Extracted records
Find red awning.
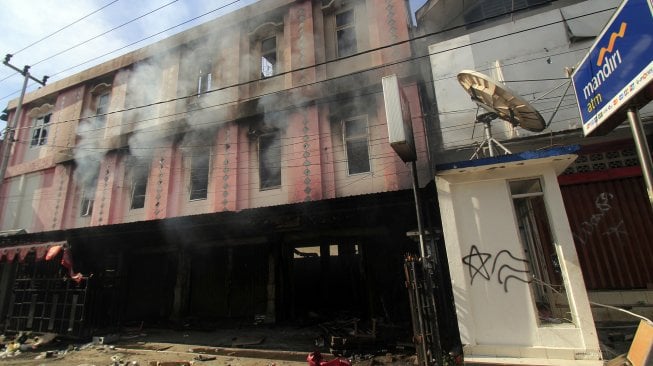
[0,241,66,263]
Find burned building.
[0,0,444,344]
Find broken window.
[258,132,281,189]
[95,93,111,127]
[80,179,97,216]
[130,167,149,210]
[464,0,551,24]
[30,113,52,147]
[336,9,357,57]
[509,178,571,324]
[189,149,211,201]
[197,62,213,97]
[261,36,277,78]
[343,117,370,175]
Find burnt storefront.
[0,191,444,342]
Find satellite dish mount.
[458,70,545,159]
[470,112,512,159]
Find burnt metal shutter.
[561,176,653,290]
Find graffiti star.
[463,245,492,285]
[603,220,628,241]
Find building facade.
[416,0,653,364]
[0,0,437,344]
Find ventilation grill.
[563,149,639,175]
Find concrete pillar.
[172,248,191,320]
[265,249,277,324]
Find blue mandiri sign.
[571,0,653,136]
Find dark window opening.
[130,169,149,210]
[30,114,52,147]
[258,133,281,189]
[80,169,100,216]
[197,62,212,97]
[510,178,572,324]
[190,154,210,201]
[344,117,370,174]
[464,0,551,24]
[95,93,110,126]
[336,10,357,57]
[261,37,277,78]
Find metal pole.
[627,107,653,207]
[0,66,30,188]
[410,161,426,262]
[0,54,48,189]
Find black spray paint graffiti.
[573,192,628,245]
[463,245,531,292]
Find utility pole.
[0,53,48,192]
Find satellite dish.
[458,70,545,159]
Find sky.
[0,0,426,130]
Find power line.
[32,0,179,67]
[0,0,240,100]
[12,0,119,57]
[0,0,119,83]
[0,0,616,107]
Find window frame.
[195,60,214,98]
[259,34,279,79]
[507,176,571,326]
[341,115,372,176]
[94,90,111,127]
[29,112,52,149]
[333,7,358,58]
[256,131,283,191]
[187,149,212,202]
[129,166,150,210]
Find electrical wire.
[0,0,120,83]
[31,0,179,67]
[0,0,616,106]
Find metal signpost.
[571,0,653,206]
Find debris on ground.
[306,351,351,366]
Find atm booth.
[436,146,603,365]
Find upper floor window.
[336,9,357,57]
[95,92,111,125]
[197,62,213,97]
[189,149,211,201]
[249,18,283,79]
[29,113,52,147]
[130,168,149,210]
[342,116,371,174]
[261,36,277,78]
[464,0,551,24]
[258,132,281,190]
[80,170,100,216]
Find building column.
[172,248,191,320]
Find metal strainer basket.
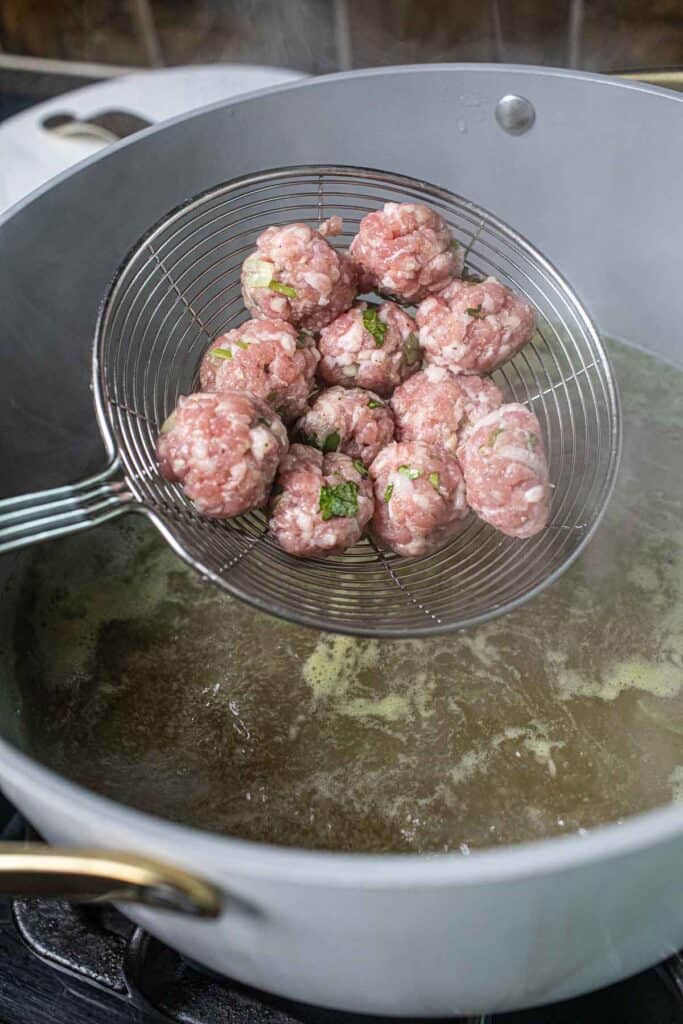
[0,166,621,637]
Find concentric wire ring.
[93,166,621,637]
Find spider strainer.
[0,166,621,637]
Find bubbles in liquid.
[4,337,683,855]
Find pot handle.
[0,843,221,918]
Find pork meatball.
[459,402,550,537]
[242,218,356,331]
[391,366,503,454]
[349,203,463,302]
[370,441,468,555]
[157,390,288,519]
[200,319,321,423]
[270,444,374,558]
[295,387,393,466]
[317,302,420,397]
[416,278,536,374]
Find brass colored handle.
[613,68,683,92]
[0,843,220,918]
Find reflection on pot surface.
[4,344,683,853]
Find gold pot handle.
[0,843,220,918]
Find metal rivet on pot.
[496,93,536,135]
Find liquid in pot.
[5,344,683,853]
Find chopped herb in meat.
[479,427,505,455]
[268,278,297,299]
[398,466,422,480]
[292,430,321,450]
[403,334,420,367]
[319,480,358,520]
[321,430,341,452]
[362,309,387,348]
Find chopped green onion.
[403,334,420,367]
[244,255,273,288]
[268,278,297,299]
[321,430,341,452]
[318,480,358,521]
[292,430,321,449]
[362,308,387,348]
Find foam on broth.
[5,345,683,854]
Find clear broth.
[8,344,683,854]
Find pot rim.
[0,737,683,889]
[0,63,683,889]
[0,61,683,234]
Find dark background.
[0,0,683,74]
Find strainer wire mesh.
[93,167,621,636]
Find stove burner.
[5,899,683,1024]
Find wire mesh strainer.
[0,166,621,637]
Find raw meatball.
[459,402,550,537]
[349,203,463,302]
[200,319,321,422]
[242,224,356,331]
[295,387,393,466]
[317,302,420,396]
[270,444,374,558]
[370,441,468,555]
[416,278,536,374]
[391,367,503,454]
[157,391,288,519]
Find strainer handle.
[0,460,133,554]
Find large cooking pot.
[0,65,683,1016]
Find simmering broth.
[5,344,683,854]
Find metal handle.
[0,843,221,918]
[0,460,133,554]
[612,68,683,92]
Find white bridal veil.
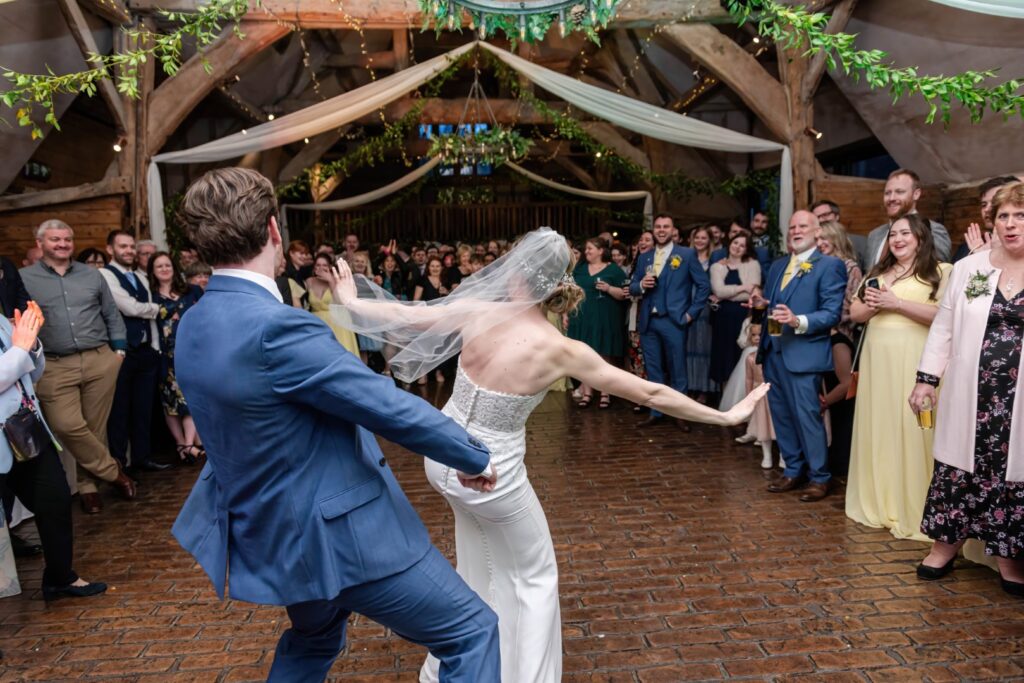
[332,227,570,382]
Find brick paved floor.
[0,386,1024,683]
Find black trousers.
[106,346,160,467]
[0,442,78,588]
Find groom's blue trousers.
[267,539,502,683]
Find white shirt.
[99,261,160,351]
[790,246,817,335]
[213,268,285,303]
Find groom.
[173,168,501,683]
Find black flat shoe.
[999,577,1024,598]
[43,581,106,602]
[918,555,954,587]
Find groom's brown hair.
[178,168,278,265]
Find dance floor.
[0,385,1024,683]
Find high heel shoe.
[177,443,199,465]
[43,581,106,602]
[918,555,954,588]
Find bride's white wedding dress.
[420,366,562,683]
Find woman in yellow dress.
[306,254,359,357]
[846,214,952,542]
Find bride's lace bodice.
[444,366,548,432]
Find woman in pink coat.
[909,183,1024,597]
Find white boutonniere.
[964,270,995,302]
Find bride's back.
[459,306,564,395]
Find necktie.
[780,255,800,290]
[654,249,668,278]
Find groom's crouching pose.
[174,168,501,683]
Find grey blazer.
[864,220,952,272]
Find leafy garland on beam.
[0,0,252,139]
[726,0,1024,125]
[278,53,468,199]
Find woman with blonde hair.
[334,228,767,683]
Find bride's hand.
[725,384,771,425]
[331,258,358,305]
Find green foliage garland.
[726,0,1024,125]
[0,0,252,139]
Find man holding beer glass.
[751,211,847,502]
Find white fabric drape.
[281,157,654,224]
[480,43,793,239]
[146,43,475,248]
[932,0,1024,19]
[505,162,654,225]
[281,157,441,224]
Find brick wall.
[0,195,125,267]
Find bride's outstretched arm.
[560,339,769,425]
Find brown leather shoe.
[111,470,135,501]
[79,494,103,515]
[800,481,828,503]
[768,475,807,494]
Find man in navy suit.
[630,214,711,431]
[173,168,501,683]
[751,211,847,502]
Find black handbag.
[3,405,50,463]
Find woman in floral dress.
[148,252,204,465]
[910,183,1024,597]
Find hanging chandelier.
[428,70,532,167]
[419,0,620,43]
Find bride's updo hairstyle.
[541,251,586,315]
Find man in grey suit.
[811,200,867,269]
[864,168,952,270]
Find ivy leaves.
[0,0,252,139]
[726,0,1024,126]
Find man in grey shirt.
[20,218,135,514]
[864,168,952,271]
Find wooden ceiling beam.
[662,24,792,140]
[58,0,128,134]
[128,0,731,29]
[145,22,291,154]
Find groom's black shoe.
[768,475,807,494]
[637,415,665,429]
[918,555,956,581]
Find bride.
[334,227,768,683]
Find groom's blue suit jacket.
[173,275,489,605]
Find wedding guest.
[820,327,857,479]
[751,211,846,503]
[630,214,711,431]
[686,226,720,403]
[0,302,106,601]
[864,168,952,269]
[846,213,951,541]
[447,245,473,289]
[22,218,135,514]
[567,238,627,409]
[99,230,169,472]
[147,252,203,465]
[184,261,213,292]
[742,325,775,470]
[711,230,761,384]
[817,221,864,340]
[910,183,1024,596]
[303,252,359,357]
[75,247,111,270]
[135,240,157,272]
[623,230,654,401]
[953,175,1018,263]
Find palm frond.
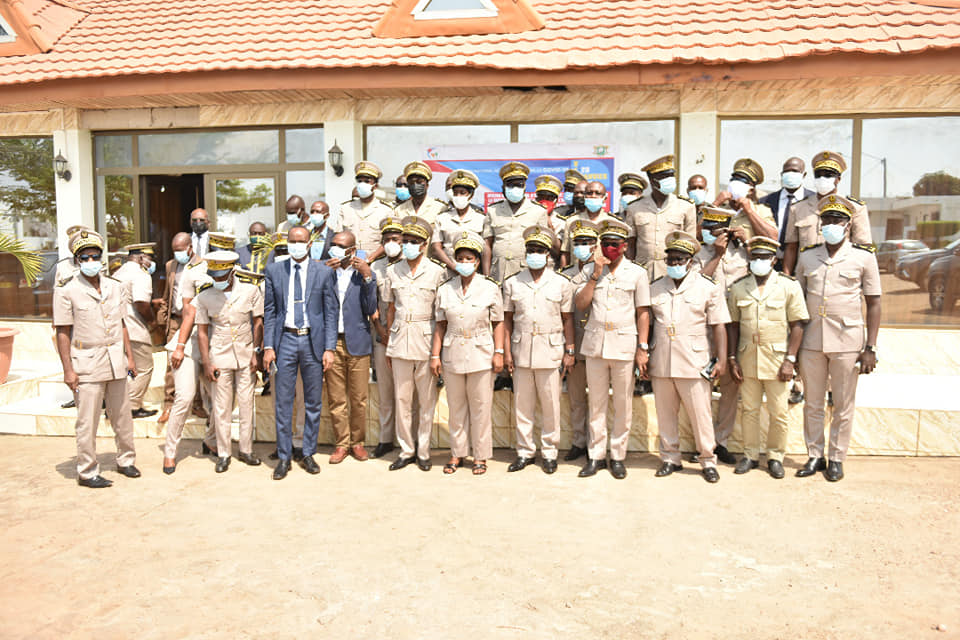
[0,233,43,285]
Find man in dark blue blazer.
[327,231,377,464]
[263,225,339,480]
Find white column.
[677,111,719,198]
[53,129,97,258]
[323,120,363,224]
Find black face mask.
[409,182,427,198]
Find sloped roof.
[0,0,960,85]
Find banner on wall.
[423,143,616,211]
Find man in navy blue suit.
[327,231,377,464]
[263,225,339,480]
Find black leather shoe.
[796,458,827,478]
[297,456,320,474]
[713,444,737,464]
[373,442,395,458]
[117,464,140,478]
[610,460,627,480]
[273,460,290,480]
[577,460,607,478]
[653,462,683,478]
[237,451,260,467]
[563,446,587,462]
[77,476,113,489]
[390,456,414,471]
[507,458,537,473]
[823,460,843,482]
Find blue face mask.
[526,253,547,271]
[573,244,593,262]
[457,262,477,278]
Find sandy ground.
[0,436,960,640]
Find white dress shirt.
[283,258,310,329]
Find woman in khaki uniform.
[430,232,503,475]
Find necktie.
[293,264,303,329]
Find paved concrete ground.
[0,436,960,640]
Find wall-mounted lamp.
[53,153,73,182]
[327,138,343,178]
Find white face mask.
[813,176,837,196]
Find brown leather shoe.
[350,444,370,462]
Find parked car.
[896,238,960,290]
[927,239,960,313]
[877,238,930,272]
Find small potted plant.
[0,233,43,384]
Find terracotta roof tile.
[0,0,960,84]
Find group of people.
[54,151,881,487]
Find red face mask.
[600,245,623,262]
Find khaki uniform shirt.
[53,275,127,382]
[191,278,263,369]
[503,269,573,369]
[624,193,697,280]
[483,198,548,282]
[784,194,873,249]
[383,257,447,361]
[796,240,881,353]
[340,196,393,255]
[393,196,449,226]
[113,261,153,345]
[577,258,650,360]
[649,268,730,378]
[436,275,503,374]
[562,262,593,360]
[727,271,810,380]
[430,207,486,260]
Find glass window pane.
[0,138,58,318]
[137,129,280,167]
[860,117,960,325]
[366,124,510,198]
[716,119,853,197]
[281,171,328,229]
[283,127,332,162]
[212,178,277,247]
[94,136,133,167]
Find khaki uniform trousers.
[567,359,589,449]
[652,377,717,469]
[446,369,493,460]
[208,367,257,458]
[76,377,137,479]
[586,357,634,460]
[391,358,436,460]
[798,349,860,462]
[323,338,370,447]
[516,367,560,460]
[744,378,790,462]
[127,341,153,411]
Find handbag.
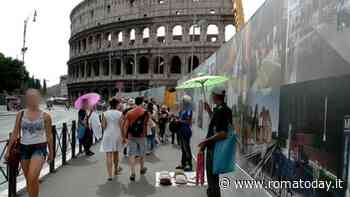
[196,152,204,185]
[213,125,237,174]
[7,111,24,168]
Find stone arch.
[157,26,166,43]
[153,56,165,74]
[225,24,236,42]
[129,29,136,45]
[101,88,109,101]
[142,27,150,43]
[117,31,124,45]
[187,55,199,73]
[207,24,219,42]
[125,57,135,75]
[170,56,182,74]
[93,60,100,77]
[138,56,149,74]
[102,59,110,76]
[79,63,85,78]
[172,25,183,41]
[188,25,202,42]
[112,58,122,75]
[86,61,92,77]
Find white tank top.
[21,111,47,145]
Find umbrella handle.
[202,85,207,103]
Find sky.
[0,0,265,86]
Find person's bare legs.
[129,155,136,175]
[106,152,113,179]
[21,160,30,179]
[113,151,121,175]
[26,157,45,197]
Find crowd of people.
[5,86,232,197]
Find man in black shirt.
[198,87,232,197]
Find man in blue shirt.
[198,87,232,197]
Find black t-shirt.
[207,103,232,138]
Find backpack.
[128,112,147,137]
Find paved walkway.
[19,140,268,197]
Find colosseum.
[68,0,234,101]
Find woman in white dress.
[101,98,123,181]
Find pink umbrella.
[74,93,101,109]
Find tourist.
[123,97,149,181]
[146,103,157,155]
[176,95,193,171]
[89,105,102,140]
[122,98,136,157]
[100,98,123,181]
[198,87,232,197]
[78,99,95,156]
[5,89,54,197]
[159,105,169,143]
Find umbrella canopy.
[74,93,101,109]
[176,75,229,102]
[176,75,229,90]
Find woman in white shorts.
[101,98,123,181]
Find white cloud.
[0,0,264,85]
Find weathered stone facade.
[68,0,233,98]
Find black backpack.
[128,112,147,137]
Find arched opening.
[139,57,149,74]
[170,56,182,74]
[79,63,85,78]
[88,36,93,49]
[95,34,102,49]
[93,60,100,77]
[125,57,135,75]
[142,27,150,43]
[207,24,219,42]
[82,38,86,51]
[102,88,109,101]
[86,62,92,77]
[189,25,201,42]
[153,56,165,74]
[157,26,165,43]
[173,25,183,41]
[105,32,112,47]
[225,24,236,42]
[112,58,122,75]
[102,59,109,76]
[130,29,136,45]
[118,32,123,46]
[188,56,199,73]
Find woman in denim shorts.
[6,89,53,197]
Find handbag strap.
[17,110,24,139]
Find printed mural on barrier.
[178,0,350,196]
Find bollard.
[71,120,77,158]
[61,123,68,165]
[7,133,18,197]
[50,125,57,173]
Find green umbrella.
[176,75,229,100]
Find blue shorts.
[20,143,48,160]
[128,137,146,157]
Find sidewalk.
[15,139,267,197]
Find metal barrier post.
[7,133,18,197]
[50,125,57,173]
[61,123,68,165]
[71,120,77,158]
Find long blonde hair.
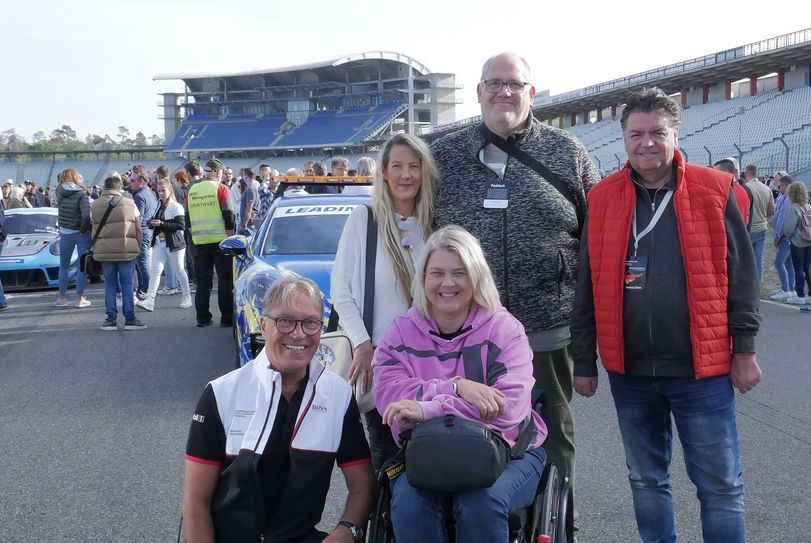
[372,134,439,306]
[158,179,177,203]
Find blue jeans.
[163,258,180,288]
[608,372,745,543]
[749,230,766,284]
[774,239,796,292]
[101,260,135,321]
[791,243,811,297]
[391,448,546,543]
[135,226,153,292]
[59,232,93,298]
[0,243,8,307]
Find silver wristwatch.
[338,520,363,543]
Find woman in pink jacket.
[373,226,546,543]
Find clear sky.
[0,0,811,141]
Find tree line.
[0,124,164,159]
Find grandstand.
[155,51,461,154]
[6,34,811,186]
[428,29,811,181]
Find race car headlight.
[245,274,273,317]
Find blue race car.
[0,207,79,290]
[220,182,369,366]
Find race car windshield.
[262,214,349,255]
[4,213,59,235]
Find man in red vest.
[572,88,762,543]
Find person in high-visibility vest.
[186,158,235,328]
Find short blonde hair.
[786,181,808,206]
[158,178,177,202]
[262,277,324,315]
[56,168,82,185]
[411,225,501,316]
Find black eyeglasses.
[482,79,529,94]
[267,317,323,336]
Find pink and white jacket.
[372,306,546,452]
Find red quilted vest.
[588,151,732,379]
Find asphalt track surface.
[0,285,811,543]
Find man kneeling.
[183,278,375,543]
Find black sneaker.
[124,319,146,330]
[101,319,118,330]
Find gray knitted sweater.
[431,116,600,333]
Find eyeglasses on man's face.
[481,79,529,94]
[266,317,323,336]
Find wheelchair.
[366,393,570,543]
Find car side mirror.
[220,234,248,258]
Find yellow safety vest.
[189,179,226,245]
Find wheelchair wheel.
[531,464,566,543]
[366,470,394,543]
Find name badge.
[625,256,648,290]
[483,183,510,209]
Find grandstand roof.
[533,28,811,118]
[152,51,431,81]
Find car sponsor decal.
[274,205,357,218]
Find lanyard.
[633,190,673,256]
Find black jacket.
[150,202,186,251]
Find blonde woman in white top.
[135,179,192,311]
[330,134,439,469]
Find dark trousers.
[183,230,197,282]
[194,243,234,324]
[532,347,576,541]
[791,243,811,297]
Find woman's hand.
[348,340,375,394]
[456,379,507,422]
[383,400,425,426]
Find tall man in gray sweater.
[431,53,599,540]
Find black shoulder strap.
[479,123,583,232]
[90,196,121,249]
[327,204,377,337]
[363,204,377,337]
[736,181,755,230]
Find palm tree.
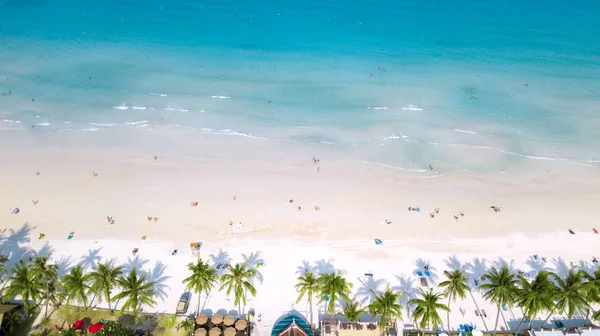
[542,269,589,326]
[89,261,123,312]
[408,288,450,329]
[63,265,90,309]
[6,263,42,311]
[112,268,156,317]
[515,270,556,336]
[220,263,256,312]
[585,267,600,321]
[31,256,60,318]
[317,271,352,315]
[479,266,517,336]
[369,286,404,330]
[182,258,219,314]
[439,270,471,333]
[295,271,319,327]
[342,302,367,322]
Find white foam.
[363,161,427,173]
[454,128,479,134]
[381,133,408,141]
[402,104,423,111]
[216,128,269,140]
[113,103,129,110]
[2,119,21,124]
[90,123,118,127]
[125,120,148,125]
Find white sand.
[0,129,600,334]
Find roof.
[271,310,314,336]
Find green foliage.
[317,271,353,315]
[112,268,156,316]
[408,288,450,329]
[220,263,256,312]
[369,286,404,330]
[96,321,132,336]
[182,258,219,313]
[342,302,367,322]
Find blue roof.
[271,310,314,336]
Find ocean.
[0,0,600,177]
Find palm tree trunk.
[446,294,452,335]
[542,305,558,328]
[515,314,526,336]
[492,305,501,336]
[308,295,314,329]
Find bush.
[96,321,132,336]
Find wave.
[90,123,119,127]
[402,104,423,111]
[213,128,269,140]
[363,161,427,173]
[454,128,479,134]
[113,103,129,110]
[125,120,149,125]
[2,119,21,124]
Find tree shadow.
[446,255,468,271]
[242,252,265,284]
[314,258,335,274]
[354,276,386,306]
[296,260,315,276]
[552,257,570,279]
[392,275,419,316]
[35,242,54,257]
[146,261,171,301]
[56,256,73,278]
[0,223,35,270]
[210,249,231,276]
[79,247,102,271]
[413,258,438,287]
[121,254,149,274]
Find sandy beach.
[0,130,600,335]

▶ **EXERCISE DESCRIPTION**
Rewrite the data from the line with "Find ocean." through the end of the data, changing "tree shadow" to "palm shadow" and leaving everything else as it is.

▶ **FULL SOLUTION**
Find ocean.
[0,0,600,177]
Find palm tree trunk.
[446,294,452,335]
[542,305,558,328]
[515,314,526,336]
[492,305,501,336]
[308,295,314,329]
Find bush.
[96,321,132,336]
Find wave.
[90,123,119,127]
[402,104,423,111]
[213,128,269,140]
[363,161,427,173]
[454,128,479,134]
[113,103,129,110]
[125,120,149,125]
[2,119,21,124]
Find palm shadow.
[446,255,468,271]
[242,252,265,284]
[314,258,335,274]
[354,276,386,306]
[296,260,315,276]
[552,257,570,279]
[392,275,419,316]
[35,242,54,257]
[146,261,171,301]
[56,256,73,278]
[0,223,35,270]
[210,249,231,276]
[79,247,102,271]
[413,258,438,287]
[121,254,149,274]
Find sandy beach.
[0,130,600,335]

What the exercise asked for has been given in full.